The Husband asked for my help by having me not buy any from The Grocery Store. "Out of sight, out of mind", he said.

So cut to last week and I got home late from A Trick, and The Husband was working in his office and let out a loud sneeze. Only the loud sneeze didn't cover the sound of a can being opened quite like he thought it would. So when I walked by his office and looked in with raised eyebrow, he had the look of a child sneaking open presents under The Christmas tree. I said nothing, instead going on about my business.


So Sunday when I found the Cokes I turned around to find The Husband standing nervously over me. "Baby, you're so pretty..."


Yeah, yeah. *sigh*

Posted by Foodwhore at October 3, 2006 12:50 PM

Banned food is sooooo delicious, though!

And, I totally understand being all gloaty about two fridges. I have two entire kitchens in one house, and I'm not even a professional! ;)

Posted by: Anne at October 4, 2006 07:48 PM

i think its general male behavior ;)

Posted by: renee at October 4, 2006 09:58 PM

Isnt it funny how the male of the species find us so attractive when they're in trouble? haha, excellent story!

Posted by: Duckie at October 5, 2006 05:40 AM

coke doesn't have cholesterol in it!!! appalled...

Posted by: Tonja at October 5, 2006 07:09 AM

It's not just the male of the species that has problems with self control as far as 'banned food items' go.....I actually have far less control than my husband does.....usually he is the one to give me sh##!t if I am eating something I shouldn't be!

Oh well.....(then again he is German....)..rules are rules....

:)

Posted by: Carmen at October 5, 2006 07:19 AM

Heh, we have 2 fridges and a full stand-up deep freezer in our kitchen and another fridge out in the laundry room.

I just thought it was because my husband liked to collect appliances.

Posted by: tempestteapot at October 5, 2006 07:47 AM

Ah, see, this sounds familiar - except usually it's me trying to sneak in that extra piece of chocolate before the DH notices. He's so healthy it's disgusting.

Good luck!

[Region pointing data]
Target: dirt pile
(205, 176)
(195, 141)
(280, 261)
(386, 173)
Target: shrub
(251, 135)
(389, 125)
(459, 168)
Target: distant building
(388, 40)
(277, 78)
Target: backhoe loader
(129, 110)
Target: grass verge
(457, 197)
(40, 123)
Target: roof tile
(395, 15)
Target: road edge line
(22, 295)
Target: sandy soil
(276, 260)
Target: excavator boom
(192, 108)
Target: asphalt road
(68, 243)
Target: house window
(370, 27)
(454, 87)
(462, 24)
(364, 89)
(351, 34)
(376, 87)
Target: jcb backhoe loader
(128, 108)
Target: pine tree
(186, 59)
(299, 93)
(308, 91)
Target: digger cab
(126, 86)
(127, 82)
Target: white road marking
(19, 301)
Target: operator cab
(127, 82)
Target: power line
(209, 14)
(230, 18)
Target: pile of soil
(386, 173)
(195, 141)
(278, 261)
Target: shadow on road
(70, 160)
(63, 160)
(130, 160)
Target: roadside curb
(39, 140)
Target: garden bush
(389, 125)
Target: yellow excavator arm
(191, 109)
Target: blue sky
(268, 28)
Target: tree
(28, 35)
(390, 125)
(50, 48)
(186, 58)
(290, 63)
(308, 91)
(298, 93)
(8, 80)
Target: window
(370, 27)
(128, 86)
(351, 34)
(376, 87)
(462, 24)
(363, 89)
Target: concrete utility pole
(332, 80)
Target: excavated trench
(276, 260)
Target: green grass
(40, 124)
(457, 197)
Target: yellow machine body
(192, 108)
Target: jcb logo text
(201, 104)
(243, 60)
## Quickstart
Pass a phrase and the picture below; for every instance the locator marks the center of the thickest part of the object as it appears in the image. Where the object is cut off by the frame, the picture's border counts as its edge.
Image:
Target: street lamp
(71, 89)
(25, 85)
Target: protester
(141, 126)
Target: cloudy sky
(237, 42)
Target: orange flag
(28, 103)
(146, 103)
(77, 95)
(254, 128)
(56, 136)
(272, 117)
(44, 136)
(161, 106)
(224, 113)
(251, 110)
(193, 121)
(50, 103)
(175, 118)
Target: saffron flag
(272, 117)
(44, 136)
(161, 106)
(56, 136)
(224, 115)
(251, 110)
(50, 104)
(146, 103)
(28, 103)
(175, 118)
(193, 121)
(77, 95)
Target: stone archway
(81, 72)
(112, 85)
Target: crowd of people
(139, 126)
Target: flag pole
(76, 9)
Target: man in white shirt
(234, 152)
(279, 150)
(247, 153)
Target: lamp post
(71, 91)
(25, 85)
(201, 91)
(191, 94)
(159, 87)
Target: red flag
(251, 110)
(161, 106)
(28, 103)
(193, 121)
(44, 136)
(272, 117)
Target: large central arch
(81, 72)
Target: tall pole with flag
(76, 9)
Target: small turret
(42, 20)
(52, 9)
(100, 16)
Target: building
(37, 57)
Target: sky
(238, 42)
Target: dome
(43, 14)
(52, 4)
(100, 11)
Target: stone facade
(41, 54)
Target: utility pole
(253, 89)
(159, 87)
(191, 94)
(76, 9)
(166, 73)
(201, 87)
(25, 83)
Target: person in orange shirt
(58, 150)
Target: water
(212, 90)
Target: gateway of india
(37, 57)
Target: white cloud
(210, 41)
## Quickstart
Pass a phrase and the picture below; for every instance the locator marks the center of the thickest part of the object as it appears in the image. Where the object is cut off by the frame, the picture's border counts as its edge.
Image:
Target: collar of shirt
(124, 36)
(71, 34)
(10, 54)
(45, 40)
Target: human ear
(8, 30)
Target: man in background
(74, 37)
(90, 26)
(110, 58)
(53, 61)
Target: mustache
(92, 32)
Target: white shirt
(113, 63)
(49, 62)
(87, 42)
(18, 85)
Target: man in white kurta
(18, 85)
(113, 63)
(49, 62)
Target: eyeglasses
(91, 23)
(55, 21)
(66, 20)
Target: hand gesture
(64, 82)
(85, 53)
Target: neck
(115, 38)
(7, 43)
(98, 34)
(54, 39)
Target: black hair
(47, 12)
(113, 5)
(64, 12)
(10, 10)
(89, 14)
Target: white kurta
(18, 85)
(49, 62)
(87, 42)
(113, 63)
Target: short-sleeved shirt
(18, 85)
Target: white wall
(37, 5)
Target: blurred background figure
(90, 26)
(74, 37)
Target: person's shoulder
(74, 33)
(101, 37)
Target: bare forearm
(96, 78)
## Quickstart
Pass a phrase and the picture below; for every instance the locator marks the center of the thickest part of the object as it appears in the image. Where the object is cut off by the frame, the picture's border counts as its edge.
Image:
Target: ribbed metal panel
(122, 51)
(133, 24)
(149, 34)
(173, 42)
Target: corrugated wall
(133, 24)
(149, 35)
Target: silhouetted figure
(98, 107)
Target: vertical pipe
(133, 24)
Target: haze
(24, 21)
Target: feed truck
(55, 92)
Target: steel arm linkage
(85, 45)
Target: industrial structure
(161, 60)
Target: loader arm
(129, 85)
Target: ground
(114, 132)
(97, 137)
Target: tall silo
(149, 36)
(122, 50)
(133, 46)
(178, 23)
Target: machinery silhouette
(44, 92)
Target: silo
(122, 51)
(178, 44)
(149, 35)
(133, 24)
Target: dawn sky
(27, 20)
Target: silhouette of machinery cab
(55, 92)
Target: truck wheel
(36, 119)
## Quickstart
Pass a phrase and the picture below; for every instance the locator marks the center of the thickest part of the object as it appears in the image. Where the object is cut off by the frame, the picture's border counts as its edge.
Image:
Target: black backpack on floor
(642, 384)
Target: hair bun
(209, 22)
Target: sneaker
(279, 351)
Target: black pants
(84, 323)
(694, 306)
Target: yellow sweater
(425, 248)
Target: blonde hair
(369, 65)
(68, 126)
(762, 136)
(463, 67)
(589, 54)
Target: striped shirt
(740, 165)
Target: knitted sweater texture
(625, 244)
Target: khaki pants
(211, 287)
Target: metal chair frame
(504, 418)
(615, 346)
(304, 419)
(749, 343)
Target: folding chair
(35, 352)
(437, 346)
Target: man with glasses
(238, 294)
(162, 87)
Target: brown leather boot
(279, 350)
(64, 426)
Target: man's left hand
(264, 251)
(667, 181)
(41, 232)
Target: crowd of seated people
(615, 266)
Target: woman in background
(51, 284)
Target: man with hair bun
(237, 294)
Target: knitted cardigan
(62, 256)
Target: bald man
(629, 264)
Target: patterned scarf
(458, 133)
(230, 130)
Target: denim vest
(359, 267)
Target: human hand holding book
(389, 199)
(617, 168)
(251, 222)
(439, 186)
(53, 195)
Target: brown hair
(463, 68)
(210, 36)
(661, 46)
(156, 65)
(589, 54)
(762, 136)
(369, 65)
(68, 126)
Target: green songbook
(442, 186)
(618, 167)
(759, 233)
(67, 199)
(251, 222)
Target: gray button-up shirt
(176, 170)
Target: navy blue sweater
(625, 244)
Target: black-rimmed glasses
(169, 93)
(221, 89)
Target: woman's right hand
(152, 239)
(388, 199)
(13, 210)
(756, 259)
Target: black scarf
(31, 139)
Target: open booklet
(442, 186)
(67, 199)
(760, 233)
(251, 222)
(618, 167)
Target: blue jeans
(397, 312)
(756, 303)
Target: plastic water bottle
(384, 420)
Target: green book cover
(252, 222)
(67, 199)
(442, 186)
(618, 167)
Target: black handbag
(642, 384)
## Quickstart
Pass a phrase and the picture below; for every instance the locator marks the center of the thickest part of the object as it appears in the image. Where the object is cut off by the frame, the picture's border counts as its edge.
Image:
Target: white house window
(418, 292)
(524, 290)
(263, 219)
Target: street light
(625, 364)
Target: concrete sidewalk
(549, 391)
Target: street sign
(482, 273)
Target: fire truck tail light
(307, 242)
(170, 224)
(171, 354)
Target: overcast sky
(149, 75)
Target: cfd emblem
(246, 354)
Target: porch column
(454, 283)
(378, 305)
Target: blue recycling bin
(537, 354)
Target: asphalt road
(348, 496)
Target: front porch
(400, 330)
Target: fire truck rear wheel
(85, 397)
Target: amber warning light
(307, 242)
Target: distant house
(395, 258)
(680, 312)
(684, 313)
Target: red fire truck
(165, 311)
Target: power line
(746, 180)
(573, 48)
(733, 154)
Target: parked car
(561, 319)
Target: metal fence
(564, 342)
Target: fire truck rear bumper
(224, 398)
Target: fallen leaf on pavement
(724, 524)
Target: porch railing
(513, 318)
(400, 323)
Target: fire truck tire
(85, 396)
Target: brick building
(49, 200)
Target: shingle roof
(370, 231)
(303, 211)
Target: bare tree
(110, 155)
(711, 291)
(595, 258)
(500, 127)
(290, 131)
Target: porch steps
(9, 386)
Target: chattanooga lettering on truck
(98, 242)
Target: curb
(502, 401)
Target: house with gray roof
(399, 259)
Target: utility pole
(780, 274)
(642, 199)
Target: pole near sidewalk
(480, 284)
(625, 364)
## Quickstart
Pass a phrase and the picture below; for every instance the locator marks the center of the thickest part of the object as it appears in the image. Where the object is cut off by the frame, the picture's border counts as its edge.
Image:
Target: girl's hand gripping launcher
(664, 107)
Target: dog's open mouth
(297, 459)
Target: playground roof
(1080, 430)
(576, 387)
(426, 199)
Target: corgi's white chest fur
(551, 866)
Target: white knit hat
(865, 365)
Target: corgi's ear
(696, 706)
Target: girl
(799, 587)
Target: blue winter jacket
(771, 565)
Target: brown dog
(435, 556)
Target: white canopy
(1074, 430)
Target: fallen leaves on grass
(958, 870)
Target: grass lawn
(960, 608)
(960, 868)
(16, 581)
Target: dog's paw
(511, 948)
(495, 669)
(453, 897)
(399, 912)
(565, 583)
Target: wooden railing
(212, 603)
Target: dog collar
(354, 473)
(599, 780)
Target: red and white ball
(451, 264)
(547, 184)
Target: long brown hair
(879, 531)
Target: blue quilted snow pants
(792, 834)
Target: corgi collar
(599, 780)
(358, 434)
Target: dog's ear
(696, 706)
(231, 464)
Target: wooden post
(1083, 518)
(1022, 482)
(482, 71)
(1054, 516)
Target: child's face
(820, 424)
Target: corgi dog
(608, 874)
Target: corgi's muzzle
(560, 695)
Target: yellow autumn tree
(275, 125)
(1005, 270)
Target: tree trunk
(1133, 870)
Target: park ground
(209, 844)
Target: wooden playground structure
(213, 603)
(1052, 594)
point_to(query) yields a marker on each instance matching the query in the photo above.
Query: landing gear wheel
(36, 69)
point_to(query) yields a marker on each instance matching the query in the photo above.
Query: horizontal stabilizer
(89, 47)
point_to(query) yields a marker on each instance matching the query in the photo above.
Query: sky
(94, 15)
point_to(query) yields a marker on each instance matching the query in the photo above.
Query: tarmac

● **Tasks to complete**
[1] List every name that appears after "Posted by" in the Coke blog post.
[2] Rewrite the part of the Coke blog post starting at "Posted by Foodwhore" and ending at "male behavior ;)", renaming "kitchens" as "pantries".
[3] Go on with the Coke blog post from its last line.
The listing isn't needed for any of this.

● **Task results**
[1] Foodwhore, Anne, renee, Duckie, Tonja, Carmen, tempestteapot

[2]
Posted by Foodwhore at October 3, 2006 12:50 PM

Banned food is sooooo delicious, though!

And, I totally understand being all gloaty about two fridges. I have two entire pantries in one house, and I'm not even a professional! ;)

Posted by: Anne at October 4, 2006 07:48 PM

i think its general male behavior ;)

[3]
Posted by: Em at October 5, 2006 07:52 AM

I, a woman, would have coke for breakfast every morning if someone would convince me that it was good for me-that, and Ding Dongs.

Posted by: Linda at October 5, 2006 09:44 AM

Co-worker is (frankly) addicted to Coke, so I shared this post -- she'll see it Monday.

I have always thought that "soda" is a West Coast term and "pop" is southern/east coast.

Not that I drink soda/pop other than 7-up if my stomach's upset :)

Posted by: Mary at October 5, 2006 07:03 PM

A second fridge for leftovers?? Brilliant!

I always thought 'pop' is midwest and 'soda' is both coasts and the south, though I've heard at least one southerner refer to all pop/soda as 'coke' regardless of the brand. Is that true for all southerners? I'm curious....

Posted by: AuntJone at October 6, 2006 06:09 AM

As a southerner, it is very true "Coke" is the proper term covering any carbonated beverage in a can. "Pop" is something Yankees say, bless their hearts.

Example:

Q: "You want a coke with lunch?"
A: "Yep."
Q: "What kind?"
A: "Dr. Pepper."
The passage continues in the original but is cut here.